**Task to carry out:**
Switch "integer pixel values" to "whole-number pixel coordinates" everywhere in the lines below and write all of them out again with nothing else altered. Leave the pictures out.

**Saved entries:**
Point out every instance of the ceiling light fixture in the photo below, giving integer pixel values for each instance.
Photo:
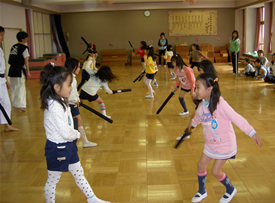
(191, 1)
(108, 2)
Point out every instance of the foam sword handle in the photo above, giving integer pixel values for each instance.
(85, 42)
(166, 101)
(186, 133)
(75, 125)
(119, 91)
(132, 46)
(139, 76)
(96, 112)
(5, 114)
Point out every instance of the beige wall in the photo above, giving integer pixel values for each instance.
(250, 28)
(118, 27)
(12, 16)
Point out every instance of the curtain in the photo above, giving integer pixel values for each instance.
(243, 37)
(58, 36)
(269, 48)
(28, 22)
(258, 29)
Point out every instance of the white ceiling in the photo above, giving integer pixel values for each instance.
(67, 6)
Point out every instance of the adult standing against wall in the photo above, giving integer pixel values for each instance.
(234, 50)
(19, 69)
(163, 42)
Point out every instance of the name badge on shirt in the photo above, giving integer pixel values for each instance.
(69, 121)
(214, 124)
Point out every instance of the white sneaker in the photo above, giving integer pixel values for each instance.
(229, 197)
(155, 84)
(149, 92)
(187, 137)
(149, 96)
(89, 144)
(183, 113)
(173, 77)
(96, 200)
(108, 116)
(198, 197)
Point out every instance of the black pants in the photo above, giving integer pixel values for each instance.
(193, 64)
(252, 74)
(235, 62)
(270, 78)
(85, 77)
(162, 52)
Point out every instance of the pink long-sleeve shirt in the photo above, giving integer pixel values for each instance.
(186, 78)
(218, 132)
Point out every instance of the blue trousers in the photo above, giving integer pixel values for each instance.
(235, 62)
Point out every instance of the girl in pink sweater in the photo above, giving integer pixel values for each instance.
(186, 79)
(215, 115)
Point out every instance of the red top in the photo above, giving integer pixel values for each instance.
(141, 52)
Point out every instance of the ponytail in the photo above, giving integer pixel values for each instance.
(210, 80)
(49, 76)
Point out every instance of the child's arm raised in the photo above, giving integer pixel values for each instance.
(239, 121)
(61, 125)
(106, 88)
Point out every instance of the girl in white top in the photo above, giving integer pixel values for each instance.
(91, 62)
(61, 149)
(271, 64)
(98, 78)
(4, 85)
(168, 55)
(73, 66)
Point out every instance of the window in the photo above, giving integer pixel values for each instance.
(42, 34)
(261, 36)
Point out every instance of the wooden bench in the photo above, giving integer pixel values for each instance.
(114, 57)
(135, 59)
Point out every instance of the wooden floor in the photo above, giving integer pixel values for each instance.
(135, 160)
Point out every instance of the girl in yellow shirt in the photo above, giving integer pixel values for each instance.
(150, 70)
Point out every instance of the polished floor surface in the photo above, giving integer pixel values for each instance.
(135, 160)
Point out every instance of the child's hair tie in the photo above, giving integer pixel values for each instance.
(52, 64)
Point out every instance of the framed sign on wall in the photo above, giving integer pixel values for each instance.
(191, 23)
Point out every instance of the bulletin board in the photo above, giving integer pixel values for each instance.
(192, 23)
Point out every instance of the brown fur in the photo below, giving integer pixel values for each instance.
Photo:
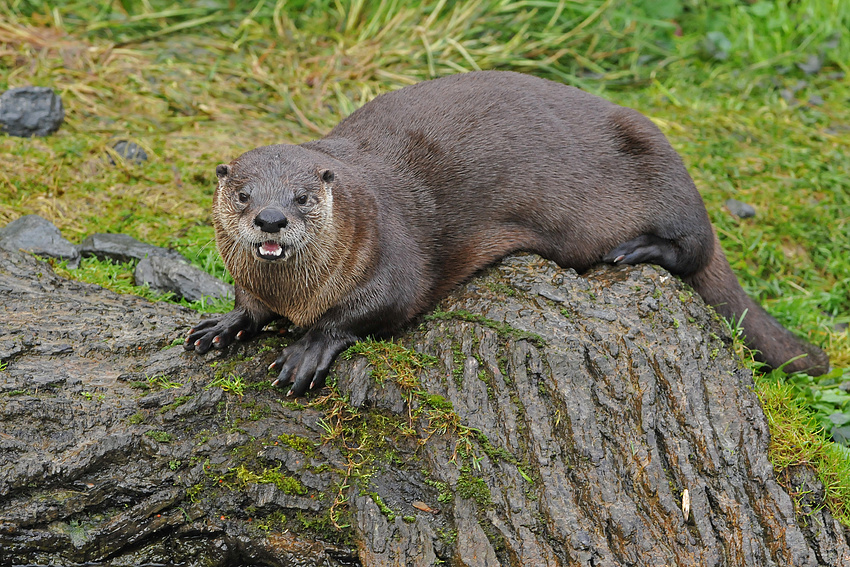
(422, 187)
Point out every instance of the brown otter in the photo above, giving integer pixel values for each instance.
(358, 232)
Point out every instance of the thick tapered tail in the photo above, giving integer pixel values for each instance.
(775, 345)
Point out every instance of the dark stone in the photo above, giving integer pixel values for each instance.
(740, 209)
(122, 248)
(37, 235)
(170, 275)
(30, 111)
(570, 439)
(129, 151)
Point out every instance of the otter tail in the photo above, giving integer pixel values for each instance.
(774, 344)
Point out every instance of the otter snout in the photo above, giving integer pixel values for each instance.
(270, 220)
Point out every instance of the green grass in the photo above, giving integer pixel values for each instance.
(198, 83)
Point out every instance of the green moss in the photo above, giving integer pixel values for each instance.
(473, 488)
(160, 436)
(178, 401)
(458, 360)
(503, 329)
(385, 510)
(232, 383)
(391, 361)
(300, 444)
(136, 419)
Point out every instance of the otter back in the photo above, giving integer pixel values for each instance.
(360, 231)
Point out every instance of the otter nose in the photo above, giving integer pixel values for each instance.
(270, 220)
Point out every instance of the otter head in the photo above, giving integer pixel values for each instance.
(271, 208)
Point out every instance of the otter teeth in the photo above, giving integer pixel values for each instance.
(270, 249)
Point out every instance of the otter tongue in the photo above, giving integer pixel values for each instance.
(270, 248)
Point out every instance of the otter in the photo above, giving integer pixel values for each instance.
(359, 232)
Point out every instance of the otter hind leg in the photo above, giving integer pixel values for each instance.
(650, 249)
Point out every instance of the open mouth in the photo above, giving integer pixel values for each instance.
(270, 250)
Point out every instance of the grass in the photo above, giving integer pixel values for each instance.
(754, 95)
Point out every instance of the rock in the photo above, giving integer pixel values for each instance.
(170, 275)
(812, 65)
(122, 248)
(535, 433)
(130, 151)
(30, 111)
(37, 235)
(740, 209)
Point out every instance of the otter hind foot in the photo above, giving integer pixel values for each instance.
(306, 363)
(221, 331)
(646, 248)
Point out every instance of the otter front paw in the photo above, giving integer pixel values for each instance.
(306, 363)
(221, 331)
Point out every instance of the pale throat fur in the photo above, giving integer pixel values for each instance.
(315, 277)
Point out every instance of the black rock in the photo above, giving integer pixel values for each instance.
(122, 248)
(30, 111)
(130, 151)
(168, 274)
(739, 209)
(35, 234)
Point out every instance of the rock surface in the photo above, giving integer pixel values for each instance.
(30, 111)
(540, 418)
(740, 209)
(37, 235)
(122, 248)
(170, 275)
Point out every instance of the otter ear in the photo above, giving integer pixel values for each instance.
(222, 170)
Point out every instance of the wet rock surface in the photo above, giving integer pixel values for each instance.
(37, 235)
(171, 275)
(122, 248)
(740, 209)
(30, 111)
(555, 420)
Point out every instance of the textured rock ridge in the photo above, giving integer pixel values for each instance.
(550, 419)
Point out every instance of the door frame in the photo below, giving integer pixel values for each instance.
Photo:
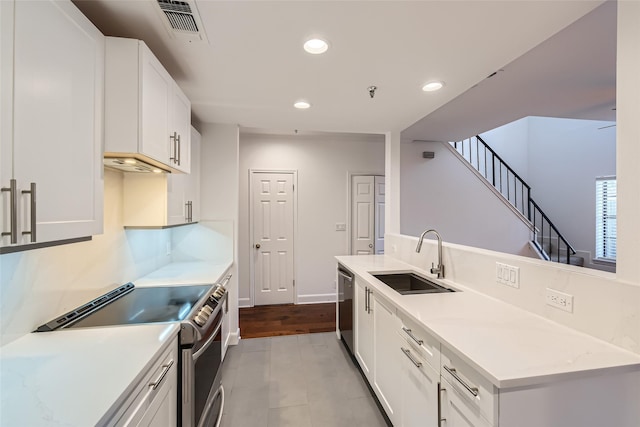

**Result below:**
Point out every instance of the ceiling light fixture in the photo below, giving whole-number pixel coordinates for each instance.
Photo:
(191, 1)
(108, 2)
Point out every instance of the foam sword handle in the photo above, giving whole-number pixel coordinates for each instance.
(85, 42)
(166, 101)
(186, 133)
(75, 125)
(119, 91)
(132, 46)
(139, 76)
(96, 112)
(5, 114)
Point out every instance of the beige wall in the photo above, giving whole-number pixel coordinates for each instance.
(250, 28)
(118, 27)
(12, 16)
Point out every instance of the curtain in the photo above, giving whole-number pixel coordinates for each instance.
(243, 37)
(58, 36)
(269, 48)
(28, 22)
(258, 29)
Point out every instance of the white ceiling in the photo above, giving whole-number pixel coordinates for each instance.
(67, 6)
Point out every instance of the adult standing against wall in the photo above, giving whole-number pixel coordinates for each instance.
(234, 50)
(19, 69)
(163, 42)
Point out every instance of the name badge on shirt in the photo above, giving whole-number pixel coordinates for each instance.
(69, 121)
(214, 124)
Point out every instance of the white sneaker in the photo above, giving whole-number pixel coordinates for each instance.
(229, 197)
(155, 84)
(149, 92)
(187, 137)
(149, 96)
(89, 144)
(183, 113)
(173, 77)
(96, 200)
(108, 116)
(198, 197)
Point out every instance of the black pants in the photo above, giving whole-number pixel coordinates for each instance.
(193, 64)
(252, 74)
(235, 62)
(270, 78)
(85, 77)
(162, 52)
Point out every instance of the pink long-sleeve shirt in the photo above, giving whole-number pixel coordinates for each instance.
(186, 78)
(218, 132)
Point out every instance of the blue trousers in the photo above, giving whole-number pixel coordinates for each instance.
(235, 62)
Point out every instance of the girl in pink sweater in the photo above, giving whole-number pixel coordinates for each instance.
(186, 79)
(215, 115)
Point out every instance of the red top in the photo above, giving whole-number pixel coordinates for each instance.
(141, 52)
Point out every instance of the ponytail in the photo above, giving whole-number pixel coordinates for each instance.
(210, 80)
(49, 76)
Point out every instance of the child's arm raised in the photo above, giving whole-number pixel coordinates for each instance.
(239, 121)
(61, 125)
(106, 88)
Point out every instance of the girl in white top in the photo above, giving whole-number pixel coordinates for each instance.
(91, 62)
(61, 149)
(271, 64)
(98, 78)
(4, 85)
(168, 55)
(73, 66)
Point out every instance of the window in the photo above, giving whole-number pixel coordinates for each instance.
(42, 34)
(261, 36)
Point out every instance of the wooden bench in the photo above, giving whole-number pixel coordinates for each instance.
(114, 57)
(135, 59)
Point out every instance of the wooden floor in the photo above, giving whole-number pixel coordinates for each instance.
(135, 160)
Point out every instance of the girl in yellow shirt in the photo above, giving whole-number pixel coordinates for each instance.
(150, 70)
Point out every instance of the polished floor surface in the photo above, giving whole-number pixel coordinates for each instance.
(135, 160)
Point out every instance of the child's hair tie in the photo above, giving whole-number pixel coordinates for each instance.
(52, 64)
Point out every instance of the framed sign on wall in the photo above, giving whole-number pixel coordinates for each instance.
(191, 23)
Point out every instance of the bulletin board in the photo above, giving whole-number pixel coordinates for each instance.
(192, 23)
Point out every instance of the brown fur in the photo below, giving whole-number pixel coordinates for each instance.
Photo:
(422, 187)
Point out every instance of the brown otter in the photo above, giving whole-number pixel coordinates for each instance.
(358, 232)
Point out every instance of the thick tapered tail in the photo above, giving whole-number pixel coordinates for each instance.
(775, 345)
Point out every instance of the dark stone in the photo above, giving whole-number pixel coordinates for each instance.
(740, 209)
(122, 248)
(37, 235)
(170, 275)
(30, 111)
(570, 439)
(129, 151)
Point out every instance of the otter tail in the photo above, giving whole-number pixel coordinates for each instance.
(774, 344)
Point out every instance of the otter snout in the photo above, giving whole-number pixel coordinates for each instance.
(270, 220)
Point out every instance of the green grass in the photo above, giving whole-number pixel coordinates for each instance.
(198, 83)
Point out every instance of the green moss in the photo above, giving whole-number pixel coordinates for each instance.
(473, 488)
(160, 436)
(178, 401)
(458, 360)
(503, 329)
(385, 510)
(232, 383)
(391, 361)
(300, 444)
(136, 419)
Point out every instance of the otter back in the photo above, giving whole-number pixel coordinates for each instance.
(360, 231)
Point out every instance of the otter nose in the photo above, giving whole-number pixel coordinates for each instance.
(270, 220)
Point out every instance of the otter head in the photo above, giving whole-number pixel coordinates for each instance.
(271, 208)
Point out every instance of the otter teeth in the photo above, giving whole-number pixel coordinates for each instance.
(270, 249)
Point out every instance of the otter tongue in the photo above, giving whole-number pixel coordinates for each instance.
(270, 248)
Point out every instance of the otter in the photo above, giving whole-number pixel coordinates for each instance.
(359, 232)
Point out every instance of the otter hind leg in the photo above, giving whole-number pixel coordinates for each instance.
(650, 249)
Point out every instance of the open mouth in the photo above, giving whole-number pixel coordinates for each instance.
(270, 250)
Point out every instance of the grass in the photo above, giving whole-number pixel coordinates for each instance.
(754, 95)
Point out every instance of the rock in the photo above, giving whole-number pixel coordinates for each instance.
(170, 275)
(812, 65)
(122, 248)
(535, 433)
(130, 151)
(30, 111)
(37, 235)
(740, 209)
Point out every instance of the otter hind foot in the photo above, giving whole-number pixel coordinates for each instance.
(306, 363)
(221, 331)
(646, 248)
Point out every instance of the otter front paw in the photo above, giving whole-number pixel coordinates for each instance.
(306, 363)
(221, 331)
Point out every instance of the pale throat fur in the photo above, giving whole-number pixel coordinates for each instance.
(315, 277)
Point out every instance of the black rock in the photo above, giving whole-number pixel coordinates for each instance.
(122, 248)
(30, 111)
(130, 151)
(168, 274)
(739, 209)
(35, 234)
Point out every instance of the rock surface in the photo above, giving whole-number pixel coordinates for each instance.
(30, 111)
(540, 418)
(740, 209)
(37, 235)
(122, 248)
(170, 275)
Point out every instance of the otter ear in the photo above, giving whole-number pixel coordinates for each instance.
(222, 170)
Point out every instance of the wet rock surface in the photo above, giving whole-number pixel coordinates for each instance.
(37, 235)
(171, 275)
(122, 248)
(740, 209)
(30, 111)
(555, 420)
Point out every instance of the textured rock ridge in the photo above, giving whole-number pixel coordinates for each instance.
(550, 419)
Point out every instance of the door frame in the photo below, giving whole-number pixel coordinates for each instance.
Photo:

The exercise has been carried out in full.